* **Instructions to follow**: Write out all of the data exactly as it appears.

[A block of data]
***

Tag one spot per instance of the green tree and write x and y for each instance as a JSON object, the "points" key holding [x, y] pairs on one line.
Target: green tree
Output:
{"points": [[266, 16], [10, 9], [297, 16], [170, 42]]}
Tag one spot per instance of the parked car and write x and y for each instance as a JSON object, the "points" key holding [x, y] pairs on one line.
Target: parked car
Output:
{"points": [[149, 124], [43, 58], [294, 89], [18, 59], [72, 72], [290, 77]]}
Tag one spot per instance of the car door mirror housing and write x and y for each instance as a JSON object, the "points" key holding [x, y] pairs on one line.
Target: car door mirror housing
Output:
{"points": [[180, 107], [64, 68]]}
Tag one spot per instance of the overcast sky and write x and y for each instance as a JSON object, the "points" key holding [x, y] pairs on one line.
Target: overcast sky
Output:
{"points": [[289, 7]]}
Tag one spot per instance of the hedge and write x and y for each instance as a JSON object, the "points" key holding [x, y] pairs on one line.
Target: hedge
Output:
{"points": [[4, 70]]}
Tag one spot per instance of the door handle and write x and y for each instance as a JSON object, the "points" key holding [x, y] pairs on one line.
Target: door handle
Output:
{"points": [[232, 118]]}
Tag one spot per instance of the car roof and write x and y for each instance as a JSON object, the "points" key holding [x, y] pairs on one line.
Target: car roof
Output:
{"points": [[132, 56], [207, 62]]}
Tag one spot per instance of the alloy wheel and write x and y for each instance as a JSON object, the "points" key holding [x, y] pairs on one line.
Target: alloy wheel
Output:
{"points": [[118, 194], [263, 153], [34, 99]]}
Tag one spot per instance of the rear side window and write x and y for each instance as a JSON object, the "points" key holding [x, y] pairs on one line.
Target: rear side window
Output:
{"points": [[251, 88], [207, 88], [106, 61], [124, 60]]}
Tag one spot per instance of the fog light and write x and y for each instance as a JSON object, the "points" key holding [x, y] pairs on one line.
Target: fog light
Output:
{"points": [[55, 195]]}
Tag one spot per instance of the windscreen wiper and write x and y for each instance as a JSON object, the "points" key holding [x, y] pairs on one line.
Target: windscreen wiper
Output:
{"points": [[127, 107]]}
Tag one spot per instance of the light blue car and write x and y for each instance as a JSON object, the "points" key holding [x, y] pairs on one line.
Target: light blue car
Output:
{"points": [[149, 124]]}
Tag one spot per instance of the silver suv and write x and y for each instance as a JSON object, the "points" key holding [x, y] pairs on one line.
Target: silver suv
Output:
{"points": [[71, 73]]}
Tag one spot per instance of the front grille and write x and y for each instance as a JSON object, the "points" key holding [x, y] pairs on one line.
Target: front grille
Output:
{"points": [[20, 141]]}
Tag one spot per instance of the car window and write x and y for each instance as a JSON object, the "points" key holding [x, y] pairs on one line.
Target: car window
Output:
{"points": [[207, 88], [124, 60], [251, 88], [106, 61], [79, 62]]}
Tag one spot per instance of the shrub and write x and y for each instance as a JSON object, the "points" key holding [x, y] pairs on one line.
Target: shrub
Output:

***

* **Output of the task**:
Tag one spot per instance of the green tree and write x and y for each instance as a JSON object, the "points" key holding [x, y] pairs on one line.
Target: green tree
Output:
{"points": [[266, 16], [10, 9], [297, 16], [170, 42]]}
Tag one spot per instance of the parked car and write x and y for each instance as a JSON object, the "points" key holding [x, y] pairs on one line.
Target: parked car
Output:
{"points": [[149, 124], [43, 58], [294, 89], [18, 59], [72, 72], [290, 77]]}
Tag one spot per instance of the car door mirror housing and write x and y for each instance as a JSON object, the "points" key holding [x, y] pairs on one line.
Target: car door mirror housing
Output:
{"points": [[180, 107], [64, 68]]}
Tag one spot per instance of the overcast sky and write x and y for each instance as a JSON object, the "points" key holding [x, y] pairs on one line.
Target: overcast sky
Output:
{"points": [[289, 7]]}
Tag one spot per instance of the hedge and write x and y for each instance as a JSON object, the "points" key holding [x, y] pairs on one line.
Target: hedge
Output:
{"points": [[4, 70]]}
Tag one spot per instance of the door handle and write x and y for each instance as a JSON object, the "points" key holding [x, y] pairs on one line.
Target: door handle
Output:
{"points": [[232, 118]]}
Tag one spot per instance of the car roof and write x and y for each instance as a JSON object, the "points" key holding [x, y] pairs on one line.
Target: car roof
Output:
{"points": [[132, 56], [207, 62]]}
Tag one spot per instance of the alloy wheel and write x and y for each instance as a JSON object, the "points" key holding [x, y] pairs on one line.
Target: alloy wheel
Output:
{"points": [[118, 194], [263, 153], [34, 99]]}
Tag one spot per instance of the rear side window and write x and y for each instance as a JSON object, the "points" key holding [x, y] pairs on one line.
Target: rear side window
Output:
{"points": [[251, 88], [207, 88], [106, 61], [124, 60]]}
Tag one spot per instance of the fog light and write x and y for each instance as a JSON object, the "points" key holding [x, y] pairs on one line.
Target: fog light
Output:
{"points": [[55, 195]]}
Tag one spot per instance of the windscreen wiper and write x and y for each instance as a JSON object, the "points" key holding [x, y] pairs on one line.
Target: windscreen wiper
Output:
{"points": [[127, 107]]}
Tag one spot per instance of the light blue car and write x and y for each instance as a JSON object, the "points" key holding [x, y] pairs on one line.
Target: light blue car
Output:
{"points": [[149, 124]]}
Tag one spot per instance of the silver suv and write x and y for each instance as a JSON object, the "points" key holding [x, y] pairs on one line.
Target: silver suv
Output:
{"points": [[71, 73]]}
Tag one spot per instance of the front grille and write x and y for each instance as a JSON object, the "points" key holding [x, y] pairs on one line.
Target: front grille
Output:
{"points": [[20, 141]]}
Tag one spot per instance of the car window and write x and y for each instance as a JSON object, the "points" key holding [x, y] pairs on one line.
Target: car window
Output:
{"points": [[207, 88], [124, 60], [251, 88], [106, 61], [79, 62]]}
Tag one spot per instance of the shrub and write x and y for each instance as a JSON object, the "points" key holding [x, y] pairs on one line.
Target: shrub
Output:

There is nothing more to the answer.